**Task description**. Would you write out the entries below, every one of them, exactly?

■ ■ ■

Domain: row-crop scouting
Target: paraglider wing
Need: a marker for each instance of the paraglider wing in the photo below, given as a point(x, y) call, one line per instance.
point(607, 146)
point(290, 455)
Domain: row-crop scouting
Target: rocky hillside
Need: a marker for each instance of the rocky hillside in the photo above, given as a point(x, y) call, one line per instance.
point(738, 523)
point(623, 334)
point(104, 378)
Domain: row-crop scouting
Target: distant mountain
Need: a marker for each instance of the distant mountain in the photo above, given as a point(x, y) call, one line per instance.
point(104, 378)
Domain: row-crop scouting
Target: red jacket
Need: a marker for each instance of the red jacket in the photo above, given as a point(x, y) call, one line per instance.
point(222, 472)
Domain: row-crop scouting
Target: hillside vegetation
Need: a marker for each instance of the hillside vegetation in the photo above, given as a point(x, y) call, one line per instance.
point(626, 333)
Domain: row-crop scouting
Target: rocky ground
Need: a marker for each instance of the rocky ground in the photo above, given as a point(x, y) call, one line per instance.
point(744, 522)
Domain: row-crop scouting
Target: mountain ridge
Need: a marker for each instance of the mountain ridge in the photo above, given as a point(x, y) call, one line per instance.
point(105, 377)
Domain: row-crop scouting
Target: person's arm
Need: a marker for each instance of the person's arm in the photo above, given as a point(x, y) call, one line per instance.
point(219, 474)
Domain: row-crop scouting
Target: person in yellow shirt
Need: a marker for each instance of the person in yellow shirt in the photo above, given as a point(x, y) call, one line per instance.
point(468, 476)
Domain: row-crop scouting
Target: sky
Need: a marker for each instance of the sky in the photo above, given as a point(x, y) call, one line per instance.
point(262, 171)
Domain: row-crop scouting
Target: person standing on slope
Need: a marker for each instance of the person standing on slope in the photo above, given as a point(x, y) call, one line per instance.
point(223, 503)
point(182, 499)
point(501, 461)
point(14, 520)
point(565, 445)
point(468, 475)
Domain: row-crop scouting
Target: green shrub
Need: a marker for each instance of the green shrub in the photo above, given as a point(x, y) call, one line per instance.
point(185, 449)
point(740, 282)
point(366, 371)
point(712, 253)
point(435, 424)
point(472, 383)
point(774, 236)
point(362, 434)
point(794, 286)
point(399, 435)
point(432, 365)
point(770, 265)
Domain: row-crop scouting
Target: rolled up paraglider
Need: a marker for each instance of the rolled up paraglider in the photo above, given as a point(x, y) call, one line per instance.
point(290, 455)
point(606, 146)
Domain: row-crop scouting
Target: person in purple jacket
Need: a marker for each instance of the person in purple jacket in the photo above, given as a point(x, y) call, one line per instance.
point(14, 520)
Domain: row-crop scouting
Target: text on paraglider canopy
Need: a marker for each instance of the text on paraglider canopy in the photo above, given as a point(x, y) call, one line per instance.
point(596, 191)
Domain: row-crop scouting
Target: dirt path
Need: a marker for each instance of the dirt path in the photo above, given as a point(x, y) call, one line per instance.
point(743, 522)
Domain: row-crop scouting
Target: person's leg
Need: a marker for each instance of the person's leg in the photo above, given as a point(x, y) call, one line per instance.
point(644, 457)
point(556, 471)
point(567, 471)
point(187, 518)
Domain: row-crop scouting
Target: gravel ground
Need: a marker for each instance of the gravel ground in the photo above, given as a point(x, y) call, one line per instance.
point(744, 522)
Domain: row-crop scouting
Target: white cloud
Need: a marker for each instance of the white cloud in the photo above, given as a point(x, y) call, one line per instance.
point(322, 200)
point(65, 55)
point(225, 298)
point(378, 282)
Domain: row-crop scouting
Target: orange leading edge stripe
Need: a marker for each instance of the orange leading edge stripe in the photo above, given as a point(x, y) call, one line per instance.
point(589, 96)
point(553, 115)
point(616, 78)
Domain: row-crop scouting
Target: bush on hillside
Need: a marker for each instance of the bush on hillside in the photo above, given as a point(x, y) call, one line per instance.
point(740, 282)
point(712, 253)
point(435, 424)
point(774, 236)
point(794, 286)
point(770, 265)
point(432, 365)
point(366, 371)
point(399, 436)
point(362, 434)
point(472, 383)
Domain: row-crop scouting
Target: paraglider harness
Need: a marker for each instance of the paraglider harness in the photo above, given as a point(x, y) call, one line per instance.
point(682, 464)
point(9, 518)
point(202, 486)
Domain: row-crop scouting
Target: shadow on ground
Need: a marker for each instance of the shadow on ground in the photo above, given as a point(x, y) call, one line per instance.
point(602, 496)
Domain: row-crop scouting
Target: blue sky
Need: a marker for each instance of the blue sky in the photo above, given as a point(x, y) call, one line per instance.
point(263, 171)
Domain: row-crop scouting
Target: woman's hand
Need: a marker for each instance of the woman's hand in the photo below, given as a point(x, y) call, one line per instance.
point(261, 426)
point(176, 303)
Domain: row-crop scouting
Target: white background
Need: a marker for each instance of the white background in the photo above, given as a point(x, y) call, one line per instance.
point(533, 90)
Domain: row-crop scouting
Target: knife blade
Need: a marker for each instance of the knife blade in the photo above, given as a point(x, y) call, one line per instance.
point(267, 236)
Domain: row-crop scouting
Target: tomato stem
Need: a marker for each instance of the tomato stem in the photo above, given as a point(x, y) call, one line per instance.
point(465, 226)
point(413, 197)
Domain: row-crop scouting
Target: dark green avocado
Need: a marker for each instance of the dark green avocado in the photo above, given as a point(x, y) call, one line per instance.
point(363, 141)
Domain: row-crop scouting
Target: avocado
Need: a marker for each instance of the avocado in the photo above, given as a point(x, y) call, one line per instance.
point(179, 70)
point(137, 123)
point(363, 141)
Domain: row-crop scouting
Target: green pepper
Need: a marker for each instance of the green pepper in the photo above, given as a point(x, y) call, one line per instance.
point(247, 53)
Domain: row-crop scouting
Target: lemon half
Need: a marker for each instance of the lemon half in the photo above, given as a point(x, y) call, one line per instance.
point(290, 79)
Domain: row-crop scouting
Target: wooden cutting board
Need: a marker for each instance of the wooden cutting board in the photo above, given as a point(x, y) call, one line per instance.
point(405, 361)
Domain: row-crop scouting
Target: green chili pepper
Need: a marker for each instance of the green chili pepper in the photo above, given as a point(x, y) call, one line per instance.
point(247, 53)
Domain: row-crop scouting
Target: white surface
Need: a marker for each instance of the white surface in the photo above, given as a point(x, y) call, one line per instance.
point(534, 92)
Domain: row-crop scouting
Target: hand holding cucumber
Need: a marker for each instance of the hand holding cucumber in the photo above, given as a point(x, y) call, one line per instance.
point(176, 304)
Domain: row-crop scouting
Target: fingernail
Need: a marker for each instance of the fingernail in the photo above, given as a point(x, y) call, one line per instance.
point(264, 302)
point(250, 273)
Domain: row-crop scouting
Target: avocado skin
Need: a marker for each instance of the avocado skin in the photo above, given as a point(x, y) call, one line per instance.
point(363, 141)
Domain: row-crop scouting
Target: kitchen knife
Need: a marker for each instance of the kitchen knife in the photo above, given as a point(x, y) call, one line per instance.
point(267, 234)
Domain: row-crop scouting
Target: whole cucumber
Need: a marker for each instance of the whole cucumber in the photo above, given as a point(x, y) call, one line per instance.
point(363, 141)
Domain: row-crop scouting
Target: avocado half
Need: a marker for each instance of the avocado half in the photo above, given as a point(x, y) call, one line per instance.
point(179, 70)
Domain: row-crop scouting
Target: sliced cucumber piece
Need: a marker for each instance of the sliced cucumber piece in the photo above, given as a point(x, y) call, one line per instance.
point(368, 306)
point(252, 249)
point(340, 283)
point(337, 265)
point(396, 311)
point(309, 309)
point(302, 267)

■ ■ ■

**Response for this exercise**.
Domain: row-crop scouting
Target: paraglider wing
Need: a marker for each instance of the paraglider wing in the photo below, given as a point(x, y) call, one line per instance.
point(607, 146)
point(290, 455)
Domain: row-crop scouting
Target: rocky hillside
Need: a marker for each instance of the rocky hillside in the photo above, given as a point(x, y) call, one line per instance.
point(738, 523)
point(623, 334)
point(104, 378)
Domain: row-crop scouting
Target: distant mountain
Need: a marker for each instance of the distant mountain in the photo above, given as a point(x, y) call, one line per instance.
point(104, 378)
Domain: row-crop scouting
Target: red jacket
Need: a marker for each instance of the red jacket in the photo above, given as a point(x, y) call, one line per instance.
point(222, 472)
Domain: row-crop scouting
Target: hillside vegetation
Need: a marker for each instance of the hillside vegetation in the photo above, given as a point(x, y) call, one line per instance.
point(626, 333)
Domain: row-crop scouting
Target: rocky ground
Need: a marker for each instance of the rocky ground in the photo above, given as a point(x, y) call, one line per instance.
point(744, 522)
Domain: row-crop scouting
Target: mountain ridge
Need: a marker for each instance of the mountain ridge in the photo above, given as a point(x, y) call, one line per instance.
point(105, 377)
Domain: row-crop scouting
Target: person's arm
Need: a marker for each instance of the person's arm in the photo above, given as a point(x, y) call, one line per instance.
point(219, 474)
Domain: row-crop scouting
Target: person in yellow shirt
Need: a marker for each instance of the person in yellow shirt in the photo above, given as a point(x, y) call, one line per instance.
point(468, 476)
Domain: row-crop scouting
Target: sky
Need: a marker for each instance of the sky in the photo above, given as a point(x, y) call, one line per instance.
point(262, 171)
Domain: row-crop scouting
Target: person standing on slope
Need: a marker for each instance of the person standing on slope in the photo above, given as a point(x, y) call, one line per instance.
point(223, 503)
point(182, 499)
point(501, 461)
point(14, 520)
point(565, 445)
point(468, 475)
Domain: row-crop scouting
Target: green shrub
Need: a marker for each instance of the green shrub in the photo above, given as a point(x, y) call, one line per instance.
point(185, 449)
point(740, 282)
point(366, 371)
point(712, 253)
point(435, 424)
point(472, 383)
point(774, 236)
point(362, 434)
point(794, 286)
point(399, 435)
point(432, 365)
point(770, 265)
Domain: row-crop scouting
Target: rolled up paraglider
Need: a marker for each instance of the rolled up paraglider in the photo above, given as a point(x, y) call, one line per instance.
point(290, 455)
point(606, 146)
Domain: row-crop scouting
Target: person in purple jacket
Need: a marker for each instance of the person in purple jacket in the photo above, given as a point(x, y) call, one line per instance.
point(14, 520)
Domain: row-crop scouting
Target: text on paraglider canopy
Need: a marker for each instance of the text on paraglider canopy in the photo above, given as a point(x, y) call, one line per instance.
point(596, 191)
Domain: row-crop scouting
Target: dirt path
Need: a marker for each instance of the dirt path in the photo above, given as a point(x, y) call, one line per instance.
point(743, 522)
Domain: row-crop scouting
Target: person's leg
Need: a marker for each instance of the person's leg in the photo above, given as a point(x, y) call, one line per instance.
point(644, 457)
point(556, 471)
point(567, 471)
point(187, 518)
Domain: row-crop scouting
Target: gravel ground
Need: a marker for each instance of the gravel ground in the photo above, given as a point(x, y) call, one line per instance.
point(744, 522)
Domain: row-crop scouting
Target: white cloud
Need: a marker for each instance of the white cloud in the photo above, given as a point(x, y) call, one line per instance.
point(322, 200)
point(65, 55)
point(225, 298)
point(378, 282)
Domain: row-crop scouting
Target: orange leading edge stripe
Need: a marker for each instance of the orange leading edge stripe in the photo above, given as a point(x, y) call, one line per instance.
point(589, 96)
point(553, 115)
point(616, 78)
Domain: row-crop scouting
Target: bush on hillside
Need: a marker for each instance of the bush on hillside in the photo above, given as a point(x, y) call, one line per instance.
point(740, 282)
point(712, 253)
point(435, 424)
point(774, 236)
point(794, 286)
point(770, 265)
point(432, 365)
point(366, 371)
point(399, 436)
point(362, 434)
point(472, 383)
Domain: row-crop scouting
Target: paraglider harness
Need: a marker for each instance of the paraglider harness in the photo above, given as a point(x, y) call, one line per instance.
point(682, 464)
point(9, 518)
point(202, 486)
Domain: row-crop scouting
Target: shadow on ground
Need: a marker for each instance of the shadow on ground in the photo above, given as a point(x, y) call, one line per instance.
point(602, 496)
Domain: row-crop scouting
Target: blue sky
Need: a marker for each instance of the blue sky in the photo above, given as a point(x, y) call, one line per instance.
point(263, 171)
Domain: row-crop scouting
Target: woman's hand
Need: a marker for each instance of the woman's hand in the photo below, given as a point(x, y) call, one line per instance.
point(261, 426)
point(176, 303)
Domain: row-crop scouting
Target: white background
Need: a marker for each instance of the white background in the photo above, given as a point(x, y) call, one line per instance.
point(533, 90)
Domain: row-crop scouting
Target: knife blade
Need: a marker for each instance of the knife blade in the photo above, given as a point(x, y) call, one line per instance.
point(267, 236)
Domain: row-crop scouting
Target: tomato stem
Need: a marker for each instance of the tomato stem in the photo above, given as a point(x, y) call, one line per instance.
point(465, 226)
point(413, 197)
Domain: row-crop scouting
Target: dark green avocado
Need: a marker for each instance of the dark green avocado in the photo above, given as a point(x, y) call, one line per instance.
point(363, 141)
Domain: row-crop scouting
Target: avocado
Need: a marker for each instance of the avocado in the photo above, given as a point(x, y) call, one line per instance.
point(179, 70)
point(137, 123)
point(363, 141)
Domain: row-crop scouting
Target: green pepper
Need: a marker for each instance of the green pepper in the photo above, given as a point(x, y) call, one line per instance.
point(247, 53)
Domain: row-crop scouting
Target: lemon half
Need: a marker for each instance of the lemon half in the photo above, given as a point(x, y) call, one line per instance.
point(290, 79)
Domain: row-crop scouting
Target: wooden cutting board
Need: a marker for each instance of the wooden cutting board in the photo above, given as a point(x, y) call, one line per instance.
point(405, 361)
Domain: row-crop scouting
Target: green chili pepper
Need: a marker for each instance of the green chili pepper in the photo above, given as a point(x, y) call, one line per instance.
point(247, 53)
Domain: row-crop scouting
Target: white surface
Need: a marker for each instance of the white surface in the photo above, given as a point(x, y) call, one line per instance.
point(534, 92)
Domain: row-crop scouting
Target: hand holding cucumber
Need: a marker for each instance of the hand holding cucumber in the photo above, given as a point(x, y) call, one line per instance.
point(176, 304)
Domain: row-crop scouting
Target: fingernail
Need: a marker for each instance of the fingernail in the photo above, given as a point(x, y) call, one line per instance.
point(264, 302)
point(250, 273)
Domain: row-crop scouting
Target: avocado skin
Need: a marker for each instance of the avocado skin in the photo above, given as a point(x, y) call, one line per instance.
point(363, 141)
Domain: row-crop scouting
Target: kitchen knife
Need: a marker for each instance of the kitchen knife in the photo above, given as a point(x, y) call, one line per instance.
point(267, 234)
Domain: row-crop scouting
Target: whole cucumber
Need: a marker for each instance of the whole cucumber in the photo above, given as a point(x, y) call, one line per instance.
point(363, 141)
Domain: row-crop scouting
Target: avocado half
Need: a marker for each instance of the avocado half in the photo above, given as a point(x, y) call, one line per instance.
point(179, 70)
Domain: row-crop scouting
Target: sliced cucumber piece
Need: a marker for each instance of the sliced cucumber piece in the photo above, given as a point(x, y) call, one line per instance.
point(368, 306)
point(252, 249)
point(340, 283)
point(337, 265)
point(396, 311)
point(309, 309)
point(302, 267)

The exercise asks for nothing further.